--- BEGIN Selection ---

You are viewing a plain text version of this content. The canonical link for it is here.

Posted to user@hive.apache.org by Darren Yin <da...@gmail.com> on 2014/07/23 22:27:13 UTC

MoveTasks releasing locks that don't belong to it?

In releaseLocks in MoveTask
<https://github.com/apache/hive/blob/trunk/ql/src/java/org/apache/hadoop/hive/ql/exec/MoveTask.java>,
it looks like the lockMgr.getLocks line actually grabs all locks associated
with whatever lock objects (e.g., a partition) the MoveTask is concerned
with.

My theory for what can happen: A MoveTask starts writing to a partition,
taking some of its own locks. While it's running, other hive jobs put locks
on the same partition or table. Then, when the MoveTask ends, it finds all
locks associated with that partition and releases them all, and then the
other hive jobs who originally put those locks there run into NoNode
KeeperExceptions (using Zookeeper). I'm actually on a modified build of
Hive 0.11, but from reading the code, it appears that the issue still
exists in trunk as well.

Has anyone else run into this sort of issue?

Thanks!
--Darren

Re: MoveTasks releasing locks that don't belong to it?

--- END Selection ---

◆ Exercise brief
Continue the Hive mailing-list thread about MoveTask releasing locks, picking up right after its last line.

--- BEGIN Record set ---

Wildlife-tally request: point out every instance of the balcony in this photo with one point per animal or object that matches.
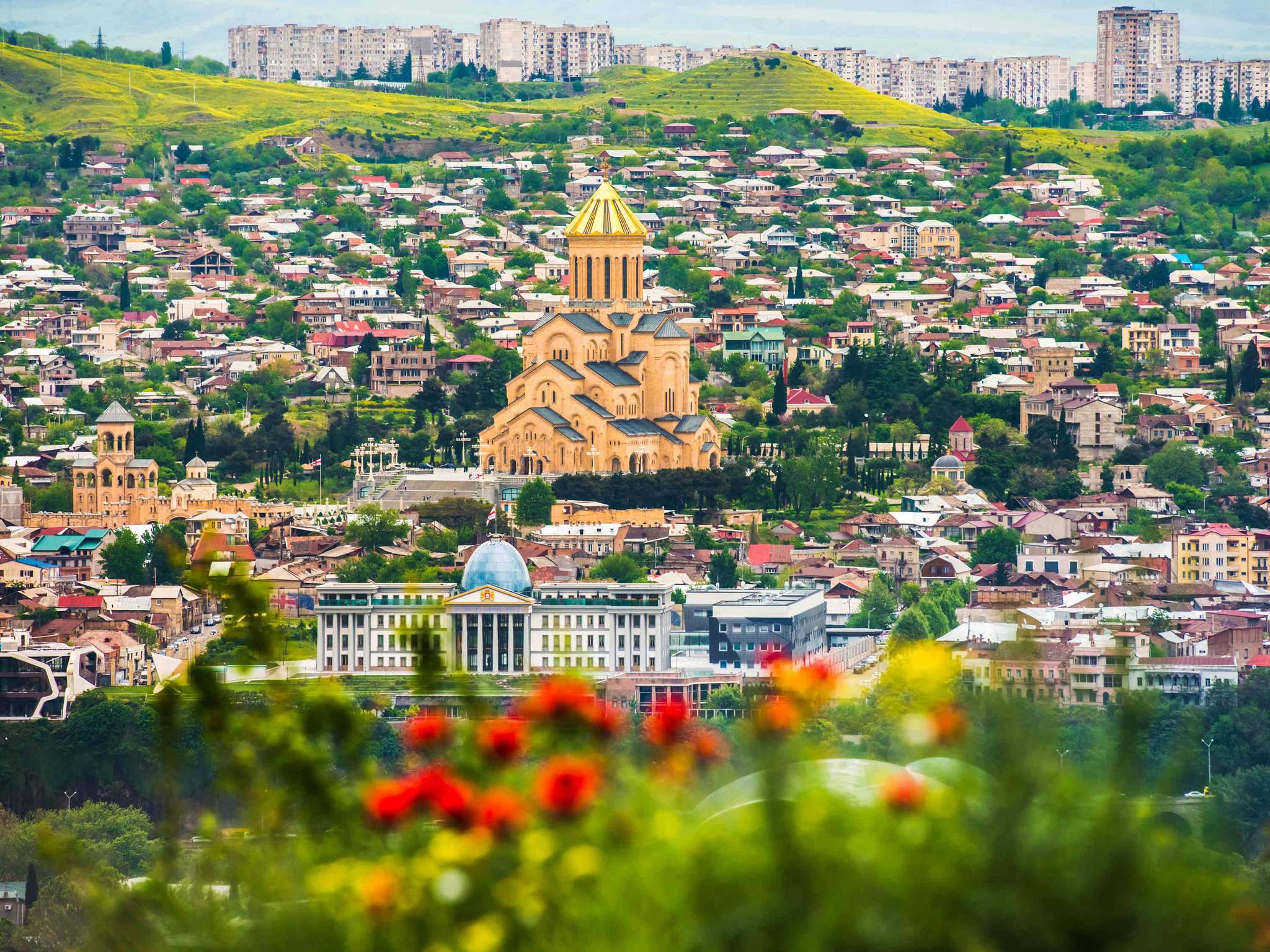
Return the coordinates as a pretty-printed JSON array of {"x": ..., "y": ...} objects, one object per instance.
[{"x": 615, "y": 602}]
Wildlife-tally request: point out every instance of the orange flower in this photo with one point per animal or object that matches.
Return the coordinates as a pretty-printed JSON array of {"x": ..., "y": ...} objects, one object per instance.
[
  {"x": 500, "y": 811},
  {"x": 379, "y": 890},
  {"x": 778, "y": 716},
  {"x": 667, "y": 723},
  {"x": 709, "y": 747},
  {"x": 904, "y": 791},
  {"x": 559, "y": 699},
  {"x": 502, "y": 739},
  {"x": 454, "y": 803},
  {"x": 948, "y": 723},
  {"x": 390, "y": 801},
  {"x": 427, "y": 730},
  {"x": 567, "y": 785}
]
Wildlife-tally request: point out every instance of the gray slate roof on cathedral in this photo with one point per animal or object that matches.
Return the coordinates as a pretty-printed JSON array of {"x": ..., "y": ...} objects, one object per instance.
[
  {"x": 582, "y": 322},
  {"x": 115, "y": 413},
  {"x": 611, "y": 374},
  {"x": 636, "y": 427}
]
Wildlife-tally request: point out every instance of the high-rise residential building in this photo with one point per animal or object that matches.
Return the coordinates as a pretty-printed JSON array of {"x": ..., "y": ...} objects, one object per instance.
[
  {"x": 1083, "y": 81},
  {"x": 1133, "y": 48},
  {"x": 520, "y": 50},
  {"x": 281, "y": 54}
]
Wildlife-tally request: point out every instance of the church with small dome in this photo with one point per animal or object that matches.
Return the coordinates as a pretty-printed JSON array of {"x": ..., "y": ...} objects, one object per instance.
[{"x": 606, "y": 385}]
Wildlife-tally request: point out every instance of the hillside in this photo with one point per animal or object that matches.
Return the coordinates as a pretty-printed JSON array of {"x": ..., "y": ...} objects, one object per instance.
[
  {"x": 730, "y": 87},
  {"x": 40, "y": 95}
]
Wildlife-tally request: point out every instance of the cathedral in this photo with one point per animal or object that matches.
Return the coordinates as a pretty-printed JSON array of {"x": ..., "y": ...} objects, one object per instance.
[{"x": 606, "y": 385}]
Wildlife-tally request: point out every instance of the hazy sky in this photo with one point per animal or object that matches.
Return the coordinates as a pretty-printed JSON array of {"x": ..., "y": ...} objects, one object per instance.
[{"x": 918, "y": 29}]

--- END Record set ---

◆ Response
Posted by Edward Capriolo <ed...@gmail.com>.

For what it is worth I run with locks off. I played with it in versions
0.8x -> 0.10. I found them problematic particularly from hive-server. We
ended up doing our own locking application side. I am very suprised that
some vendors "distributions" suggest that this is better/safer "on" when I
have found the opposite to be true.

Do not get me wrong the feature works and we used to for a while, but
periodically things would pop up around this feature that would
log-jam/break some etl process and the reward was not worth the drawbacks.

On Wed, Jul 23, 2014 at 4:27 PM, Darren Yin <da...@gmail.com> wrote:

> In releaseLocks in MoveTask
> <https://github.com/apache/hive/blob/trunk/ql/src/java/org/apache/hadoop/hive/ql/exec/MoveTask.java>,
> it looks like the lockMgr.getLocks line actually grabs all locks associated
> with whatever lock objects (e.g., a partition) the MoveTask is concerned
> with.
>
> My theory for what can happen: A MoveTask starts writing to a partition,
> taking some of its own locks. While it's running, other hive jobs put locks
> on the same partition or table. Then, when the MoveTask ends, it finds all
> locks associated with that partition and releases them all, and then the
> other hive jobs who originally put those locks there run into NoNode
> KeeperExceptions (using Zookeeper). I'm actually on a modified build of
> Hive 0.11, but from reading the code, it appears that the issue still
> exists in trunk as well.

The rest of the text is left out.